--- RECORDS FOR THIS TASK ---
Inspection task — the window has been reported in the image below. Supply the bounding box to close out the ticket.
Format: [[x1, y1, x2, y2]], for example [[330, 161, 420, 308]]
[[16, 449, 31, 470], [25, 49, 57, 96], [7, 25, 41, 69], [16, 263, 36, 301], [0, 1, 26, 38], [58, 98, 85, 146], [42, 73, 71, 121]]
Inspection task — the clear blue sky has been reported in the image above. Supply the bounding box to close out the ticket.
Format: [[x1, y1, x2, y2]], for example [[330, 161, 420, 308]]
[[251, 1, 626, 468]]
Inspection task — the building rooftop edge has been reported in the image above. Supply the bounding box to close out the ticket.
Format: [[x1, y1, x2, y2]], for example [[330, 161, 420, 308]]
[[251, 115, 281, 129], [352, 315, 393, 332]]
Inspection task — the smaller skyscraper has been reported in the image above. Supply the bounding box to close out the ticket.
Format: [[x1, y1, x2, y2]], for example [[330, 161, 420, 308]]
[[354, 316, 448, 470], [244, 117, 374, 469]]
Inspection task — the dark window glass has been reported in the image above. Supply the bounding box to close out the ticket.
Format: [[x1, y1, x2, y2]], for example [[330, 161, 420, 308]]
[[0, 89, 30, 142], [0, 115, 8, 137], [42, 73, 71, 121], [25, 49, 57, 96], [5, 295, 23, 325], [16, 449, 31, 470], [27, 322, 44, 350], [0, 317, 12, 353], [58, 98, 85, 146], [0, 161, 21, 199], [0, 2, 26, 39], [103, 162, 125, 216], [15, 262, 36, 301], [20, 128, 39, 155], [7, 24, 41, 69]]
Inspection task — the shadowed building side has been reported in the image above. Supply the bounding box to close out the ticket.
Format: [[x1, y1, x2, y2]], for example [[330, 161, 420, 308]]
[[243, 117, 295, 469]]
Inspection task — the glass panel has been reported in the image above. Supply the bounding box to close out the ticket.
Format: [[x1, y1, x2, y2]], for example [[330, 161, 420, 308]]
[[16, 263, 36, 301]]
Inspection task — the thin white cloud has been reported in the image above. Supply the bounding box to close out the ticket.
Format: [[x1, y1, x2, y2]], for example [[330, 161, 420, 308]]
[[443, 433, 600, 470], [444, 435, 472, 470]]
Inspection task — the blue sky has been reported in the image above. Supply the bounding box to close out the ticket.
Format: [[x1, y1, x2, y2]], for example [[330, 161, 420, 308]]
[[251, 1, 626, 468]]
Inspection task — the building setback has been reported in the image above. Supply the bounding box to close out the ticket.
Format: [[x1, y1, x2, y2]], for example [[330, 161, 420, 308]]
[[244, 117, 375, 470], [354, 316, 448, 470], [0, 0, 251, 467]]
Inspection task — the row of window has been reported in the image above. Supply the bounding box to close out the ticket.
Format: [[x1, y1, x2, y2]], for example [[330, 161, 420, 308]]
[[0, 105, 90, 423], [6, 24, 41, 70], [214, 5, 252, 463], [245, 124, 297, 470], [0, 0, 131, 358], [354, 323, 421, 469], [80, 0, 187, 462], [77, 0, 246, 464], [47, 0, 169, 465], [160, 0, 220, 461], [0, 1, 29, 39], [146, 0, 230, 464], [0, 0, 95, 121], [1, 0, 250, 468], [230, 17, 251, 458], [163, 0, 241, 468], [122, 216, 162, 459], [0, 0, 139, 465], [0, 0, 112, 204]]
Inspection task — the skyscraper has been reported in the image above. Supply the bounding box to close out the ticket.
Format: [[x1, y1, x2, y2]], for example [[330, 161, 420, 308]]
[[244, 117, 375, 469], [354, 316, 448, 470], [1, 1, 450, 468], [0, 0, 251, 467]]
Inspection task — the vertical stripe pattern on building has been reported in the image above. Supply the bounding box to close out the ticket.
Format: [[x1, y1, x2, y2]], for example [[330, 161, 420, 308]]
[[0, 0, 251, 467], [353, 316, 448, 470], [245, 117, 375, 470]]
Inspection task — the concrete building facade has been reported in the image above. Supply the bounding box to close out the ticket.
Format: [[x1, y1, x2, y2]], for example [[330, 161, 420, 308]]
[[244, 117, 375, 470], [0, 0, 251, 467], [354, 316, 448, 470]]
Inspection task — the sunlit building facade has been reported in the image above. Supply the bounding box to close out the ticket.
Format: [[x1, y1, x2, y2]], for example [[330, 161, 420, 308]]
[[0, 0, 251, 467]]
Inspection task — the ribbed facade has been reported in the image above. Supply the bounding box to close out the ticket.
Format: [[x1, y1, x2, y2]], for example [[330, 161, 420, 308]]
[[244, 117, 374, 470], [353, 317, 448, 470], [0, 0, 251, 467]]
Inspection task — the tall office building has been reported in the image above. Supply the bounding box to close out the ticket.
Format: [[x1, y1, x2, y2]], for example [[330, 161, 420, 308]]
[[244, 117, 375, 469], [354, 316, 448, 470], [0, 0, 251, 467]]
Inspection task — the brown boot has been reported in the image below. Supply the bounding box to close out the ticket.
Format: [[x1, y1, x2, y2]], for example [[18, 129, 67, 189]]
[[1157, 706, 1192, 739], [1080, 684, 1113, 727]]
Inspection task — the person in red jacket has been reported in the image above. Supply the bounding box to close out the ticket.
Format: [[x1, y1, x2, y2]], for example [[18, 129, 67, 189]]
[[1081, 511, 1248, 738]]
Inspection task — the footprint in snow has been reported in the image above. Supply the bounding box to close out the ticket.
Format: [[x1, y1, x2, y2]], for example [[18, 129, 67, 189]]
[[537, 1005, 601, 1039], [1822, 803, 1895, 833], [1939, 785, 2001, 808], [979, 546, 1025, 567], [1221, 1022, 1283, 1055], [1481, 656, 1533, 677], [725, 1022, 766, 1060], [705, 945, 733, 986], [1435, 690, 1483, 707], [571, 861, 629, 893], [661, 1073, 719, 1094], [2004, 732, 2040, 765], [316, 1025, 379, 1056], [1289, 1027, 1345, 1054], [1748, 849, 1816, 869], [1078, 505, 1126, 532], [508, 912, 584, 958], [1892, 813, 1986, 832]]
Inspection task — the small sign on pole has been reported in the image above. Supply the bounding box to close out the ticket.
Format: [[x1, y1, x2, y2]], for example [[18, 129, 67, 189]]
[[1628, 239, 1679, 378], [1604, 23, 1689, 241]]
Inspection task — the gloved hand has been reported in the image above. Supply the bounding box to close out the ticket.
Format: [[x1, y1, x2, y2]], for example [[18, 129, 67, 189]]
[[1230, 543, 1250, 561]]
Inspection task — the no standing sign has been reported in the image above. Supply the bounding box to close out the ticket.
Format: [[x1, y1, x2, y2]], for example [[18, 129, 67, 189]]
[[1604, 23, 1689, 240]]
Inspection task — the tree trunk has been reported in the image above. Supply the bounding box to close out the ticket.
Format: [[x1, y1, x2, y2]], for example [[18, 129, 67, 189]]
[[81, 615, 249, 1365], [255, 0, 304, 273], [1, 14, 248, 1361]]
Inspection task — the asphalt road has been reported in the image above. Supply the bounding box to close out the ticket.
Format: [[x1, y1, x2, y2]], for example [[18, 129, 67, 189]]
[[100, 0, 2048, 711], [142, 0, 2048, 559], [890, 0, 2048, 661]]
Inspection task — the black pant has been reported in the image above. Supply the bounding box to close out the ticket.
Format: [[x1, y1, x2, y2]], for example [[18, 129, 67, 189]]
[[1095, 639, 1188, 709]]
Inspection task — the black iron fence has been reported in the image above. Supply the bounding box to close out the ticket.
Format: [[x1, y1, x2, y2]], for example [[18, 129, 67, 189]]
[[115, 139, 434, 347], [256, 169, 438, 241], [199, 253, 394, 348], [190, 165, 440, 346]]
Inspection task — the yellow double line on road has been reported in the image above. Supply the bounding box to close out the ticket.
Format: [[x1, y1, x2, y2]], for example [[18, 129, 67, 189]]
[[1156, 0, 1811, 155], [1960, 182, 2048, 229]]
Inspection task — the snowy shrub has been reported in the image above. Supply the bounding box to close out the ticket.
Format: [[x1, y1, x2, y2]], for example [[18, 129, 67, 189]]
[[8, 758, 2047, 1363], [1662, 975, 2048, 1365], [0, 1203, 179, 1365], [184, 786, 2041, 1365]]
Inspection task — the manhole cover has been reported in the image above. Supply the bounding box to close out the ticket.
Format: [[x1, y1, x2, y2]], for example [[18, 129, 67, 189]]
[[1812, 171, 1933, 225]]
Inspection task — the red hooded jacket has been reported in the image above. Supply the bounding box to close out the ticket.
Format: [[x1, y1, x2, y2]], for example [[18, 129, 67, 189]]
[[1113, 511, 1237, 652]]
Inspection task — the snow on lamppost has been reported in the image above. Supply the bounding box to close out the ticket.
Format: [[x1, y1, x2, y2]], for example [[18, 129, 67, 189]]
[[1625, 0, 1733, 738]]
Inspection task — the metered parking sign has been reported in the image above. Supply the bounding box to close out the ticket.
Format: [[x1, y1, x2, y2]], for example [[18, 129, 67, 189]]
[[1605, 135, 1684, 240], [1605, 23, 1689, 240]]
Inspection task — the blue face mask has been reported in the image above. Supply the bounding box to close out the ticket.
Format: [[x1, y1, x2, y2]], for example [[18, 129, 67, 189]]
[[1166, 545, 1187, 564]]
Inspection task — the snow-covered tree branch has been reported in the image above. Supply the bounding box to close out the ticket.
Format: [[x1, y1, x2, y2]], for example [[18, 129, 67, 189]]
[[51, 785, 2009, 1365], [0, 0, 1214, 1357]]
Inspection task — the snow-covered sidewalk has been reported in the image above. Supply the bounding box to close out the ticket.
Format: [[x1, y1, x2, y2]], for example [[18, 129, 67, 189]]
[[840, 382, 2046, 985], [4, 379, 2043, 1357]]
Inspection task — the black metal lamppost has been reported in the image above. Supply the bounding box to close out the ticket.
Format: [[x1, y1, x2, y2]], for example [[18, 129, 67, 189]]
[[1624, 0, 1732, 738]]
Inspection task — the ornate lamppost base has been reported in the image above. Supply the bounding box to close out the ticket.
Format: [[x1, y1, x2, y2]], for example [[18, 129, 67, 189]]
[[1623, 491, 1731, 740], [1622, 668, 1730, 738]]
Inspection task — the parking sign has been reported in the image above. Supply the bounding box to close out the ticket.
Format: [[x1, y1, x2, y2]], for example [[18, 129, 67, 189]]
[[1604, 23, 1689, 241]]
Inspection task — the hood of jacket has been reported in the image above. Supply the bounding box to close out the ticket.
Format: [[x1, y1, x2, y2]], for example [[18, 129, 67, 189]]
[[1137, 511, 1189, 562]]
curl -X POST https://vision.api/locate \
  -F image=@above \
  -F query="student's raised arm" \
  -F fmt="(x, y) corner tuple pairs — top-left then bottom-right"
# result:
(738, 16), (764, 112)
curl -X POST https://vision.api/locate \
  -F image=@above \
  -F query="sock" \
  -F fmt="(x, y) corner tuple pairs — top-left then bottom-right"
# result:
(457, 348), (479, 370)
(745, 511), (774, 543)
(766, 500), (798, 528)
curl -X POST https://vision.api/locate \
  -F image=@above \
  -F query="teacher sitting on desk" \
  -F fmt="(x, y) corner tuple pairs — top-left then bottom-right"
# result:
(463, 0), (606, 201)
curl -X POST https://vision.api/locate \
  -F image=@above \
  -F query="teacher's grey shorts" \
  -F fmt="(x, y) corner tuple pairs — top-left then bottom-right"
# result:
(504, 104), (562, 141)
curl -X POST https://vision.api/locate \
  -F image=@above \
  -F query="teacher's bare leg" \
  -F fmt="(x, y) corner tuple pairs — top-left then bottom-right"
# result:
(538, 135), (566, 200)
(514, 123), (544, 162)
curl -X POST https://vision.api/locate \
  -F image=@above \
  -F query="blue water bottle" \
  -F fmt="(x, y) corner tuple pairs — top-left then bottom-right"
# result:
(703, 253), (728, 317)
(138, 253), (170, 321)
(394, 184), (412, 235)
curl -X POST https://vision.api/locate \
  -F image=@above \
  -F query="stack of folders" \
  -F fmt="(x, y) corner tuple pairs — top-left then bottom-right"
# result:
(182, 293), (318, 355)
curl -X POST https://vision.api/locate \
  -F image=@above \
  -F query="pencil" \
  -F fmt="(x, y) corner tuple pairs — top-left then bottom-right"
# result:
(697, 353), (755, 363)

--- TRY IT ---
Among the records above, find each line holding the string "parking" and pull it out.

--- TASK ANSWER ---
Inspection task — the metered parking sign has been reported in the image above. Supply the bounding box to close out the ticket.
Inspection task — the parking sign has been reported in the image above. Supply the bounding box to close out the ticket.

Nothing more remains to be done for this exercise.